[WHAT TO PRODUCE]
In the blog post about human milk cheese, how much breast milk did the Lactation Station Breast Milk Bar invite passers-by to drink?

[GIVEN PASSAGE]
You know what’s great about blogging? The network of friends who know me and my bloggy style well enough to send me links to really quirky articles like this one about — are you ready for it? — human cheese.
Yes, you read that right. People are taking human milk, mixing it with goat or cow milk, and turning it into cheese for human consumption.
*pause while you all wince and shift uncomfortably in your chair*
I know, major ick factor, right? Me too. Until you start to think about it. On a biological level, it’s way more weird that we drink the milk of other animals — really, cows are disgusting, slobbery, unpleasant animals, and goats give me the willies — so why do we shudder at the idea of consuming human milk? The Globe and Mail article gets right to the crux of it with a quote from Miriam Simun, who is offering her human milk cheese online. “Many people feel uncomfortable because they don’t know the woman, or what she is eating – but how often do you know the cows of your cheese, and what they are eating?”
It’s funny, a couple of years back I blogged about the Lactation Station Breast Milk Bar, an art installation in Toronto that welcomed passers-by to consume 3 oz of the breast milk of strangers, and my reaction at the time landed somewhere between distaste and disturbed. Maybe I’ve mellowed over the years, or maybe another year and a half of nursing softened me up, but I think this is a kind of neat idea.
But as much as I’m trying to be open-minded, I have to admit that this bit also made me squirm:
Ms. Sumin mixed the women’s milk with cow’s or goat’s milk, and offers several spirited reviews on her website: “This spreadable deliciousness is a human-goat blend, made from two wonderful milks. A playful Vermont mountain goat herd milk tangos with the milk of a sweet lawyer’s assistant who hails from Wisconsin and is excited to become part of what she considers a ‘more acceptable and personal’ cheese. Her mostly organic diet full of meat is rich in flavor and spices – and boy does it come through in this darling little cheese!”

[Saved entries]
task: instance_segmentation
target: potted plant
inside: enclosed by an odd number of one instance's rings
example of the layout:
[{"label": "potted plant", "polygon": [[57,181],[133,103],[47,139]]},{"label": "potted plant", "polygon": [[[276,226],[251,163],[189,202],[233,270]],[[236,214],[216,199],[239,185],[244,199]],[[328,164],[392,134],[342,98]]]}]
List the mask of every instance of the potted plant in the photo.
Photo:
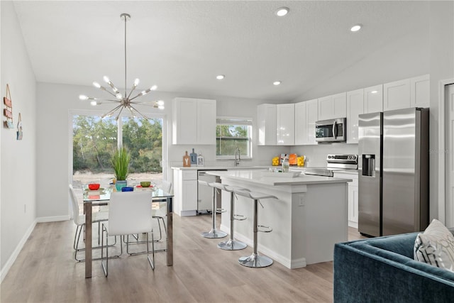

[ANSWER SPACE]
3 oz